SCOPO DEL COMPITO: Restituisci tutte le righe del materiale che segue, identiche e senza alcuna modifica.

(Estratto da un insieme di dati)
..........
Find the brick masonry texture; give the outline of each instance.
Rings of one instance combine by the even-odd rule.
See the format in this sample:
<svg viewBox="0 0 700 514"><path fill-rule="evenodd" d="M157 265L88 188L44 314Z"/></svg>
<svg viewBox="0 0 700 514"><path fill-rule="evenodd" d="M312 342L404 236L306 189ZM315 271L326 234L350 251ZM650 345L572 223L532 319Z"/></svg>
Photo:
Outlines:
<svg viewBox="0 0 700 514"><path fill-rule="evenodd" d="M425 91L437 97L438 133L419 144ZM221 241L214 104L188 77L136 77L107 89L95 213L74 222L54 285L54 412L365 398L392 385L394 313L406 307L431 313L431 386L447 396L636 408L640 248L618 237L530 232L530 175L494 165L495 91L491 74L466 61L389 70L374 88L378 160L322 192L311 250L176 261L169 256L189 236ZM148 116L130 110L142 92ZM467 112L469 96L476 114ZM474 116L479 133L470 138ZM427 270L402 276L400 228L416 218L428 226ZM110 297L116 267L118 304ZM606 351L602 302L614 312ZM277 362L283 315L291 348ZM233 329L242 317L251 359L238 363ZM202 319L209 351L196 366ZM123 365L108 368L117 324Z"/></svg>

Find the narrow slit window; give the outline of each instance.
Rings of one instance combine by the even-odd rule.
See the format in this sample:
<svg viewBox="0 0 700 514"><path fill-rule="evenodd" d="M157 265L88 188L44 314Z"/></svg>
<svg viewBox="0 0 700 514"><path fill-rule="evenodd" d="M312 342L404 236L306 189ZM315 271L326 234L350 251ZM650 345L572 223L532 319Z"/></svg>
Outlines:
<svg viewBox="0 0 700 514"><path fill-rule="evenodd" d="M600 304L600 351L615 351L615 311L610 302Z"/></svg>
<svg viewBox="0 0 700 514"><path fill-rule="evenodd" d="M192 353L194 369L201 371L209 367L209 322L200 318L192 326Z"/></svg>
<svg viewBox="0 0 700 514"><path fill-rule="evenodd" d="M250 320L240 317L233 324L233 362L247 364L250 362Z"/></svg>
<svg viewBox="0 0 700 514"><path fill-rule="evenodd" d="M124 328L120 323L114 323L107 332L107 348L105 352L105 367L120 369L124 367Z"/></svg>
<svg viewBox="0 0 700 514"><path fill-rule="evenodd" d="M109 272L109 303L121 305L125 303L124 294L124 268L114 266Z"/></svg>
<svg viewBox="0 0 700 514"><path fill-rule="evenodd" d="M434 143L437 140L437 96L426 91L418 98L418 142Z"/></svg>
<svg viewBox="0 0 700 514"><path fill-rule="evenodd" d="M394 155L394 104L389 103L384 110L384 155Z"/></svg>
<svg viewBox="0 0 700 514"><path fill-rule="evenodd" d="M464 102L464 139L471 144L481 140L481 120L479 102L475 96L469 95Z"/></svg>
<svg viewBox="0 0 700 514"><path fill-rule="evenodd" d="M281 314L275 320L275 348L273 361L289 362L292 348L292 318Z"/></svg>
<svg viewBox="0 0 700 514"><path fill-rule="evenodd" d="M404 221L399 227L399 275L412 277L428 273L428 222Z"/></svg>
..........
IL RISULTATO:
Find the brick masonry texture; give the outline of each instance.
Rings of one instance combine by the even-odd rule.
See the format in this sample:
<svg viewBox="0 0 700 514"><path fill-rule="evenodd" d="M157 265L88 188L44 314Z"/></svg>
<svg viewBox="0 0 700 514"><path fill-rule="evenodd" d="M312 342L404 236L306 189ZM315 271L326 234L350 251ZM650 345L572 223L532 319Z"/></svg>
Photo:
Outlines:
<svg viewBox="0 0 700 514"><path fill-rule="evenodd" d="M425 91L437 97L438 133L419 144ZM221 241L214 104L188 77L136 77L107 89L95 213L74 222L54 285L54 412L365 398L392 385L394 313L406 307L431 313L431 386L447 396L636 408L640 248L618 237L530 232L530 175L494 165L495 91L491 74L466 61L389 70L374 88L378 160L322 192L311 250L176 261L169 256L189 236ZM148 116L130 110L142 92ZM467 112L469 96L476 114ZM474 116L479 133L470 138ZM427 270L402 276L400 228L416 218L428 226ZM110 297L116 267L118 304ZM606 351L602 302L614 312ZM277 362L283 315L291 348ZM233 329L242 317L251 359L238 363ZM202 319L209 351L196 366ZM123 365L108 368L117 324Z"/></svg>

Find the narrow slit window; give the outline of each instance.
Rings of one instance combine by the even-odd rule.
See the format in this sample:
<svg viewBox="0 0 700 514"><path fill-rule="evenodd" d="M157 265L88 188L44 314Z"/></svg>
<svg viewBox="0 0 700 514"><path fill-rule="evenodd" d="M312 342L404 236L306 189ZM315 271L326 234L350 251ZM650 345L572 223L532 319Z"/></svg>
Outlines:
<svg viewBox="0 0 700 514"><path fill-rule="evenodd" d="M600 304L600 351L615 351L615 311L610 302Z"/></svg>
<svg viewBox="0 0 700 514"><path fill-rule="evenodd" d="M192 353L194 369L201 371L209 367L209 322L200 318L192 326Z"/></svg>
<svg viewBox="0 0 700 514"><path fill-rule="evenodd" d="M250 320L240 317L233 324L233 362L247 364L250 362Z"/></svg>
<svg viewBox="0 0 700 514"><path fill-rule="evenodd" d="M124 328L120 323L114 323L107 332L107 348L105 352L105 367L120 369L124 367Z"/></svg>
<svg viewBox="0 0 700 514"><path fill-rule="evenodd" d="M109 272L109 303L121 305L125 303L124 294L124 268L114 266Z"/></svg>
<svg viewBox="0 0 700 514"><path fill-rule="evenodd" d="M434 143L437 140L437 96L426 91L418 98L418 142Z"/></svg>
<svg viewBox="0 0 700 514"><path fill-rule="evenodd" d="M394 155L394 104L389 103L384 110L384 155Z"/></svg>
<svg viewBox="0 0 700 514"><path fill-rule="evenodd" d="M464 102L464 139L471 144L481 140L481 120L479 102L475 96L469 95Z"/></svg>
<svg viewBox="0 0 700 514"><path fill-rule="evenodd" d="M281 314L275 320L275 348L273 361L289 362L292 348L292 318Z"/></svg>
<svg viewBox="0 0 700 514"><path fill-rule="evenodd" d="M404 221L399 227L399 275L412 277L428 273L428 222Z"/></svg>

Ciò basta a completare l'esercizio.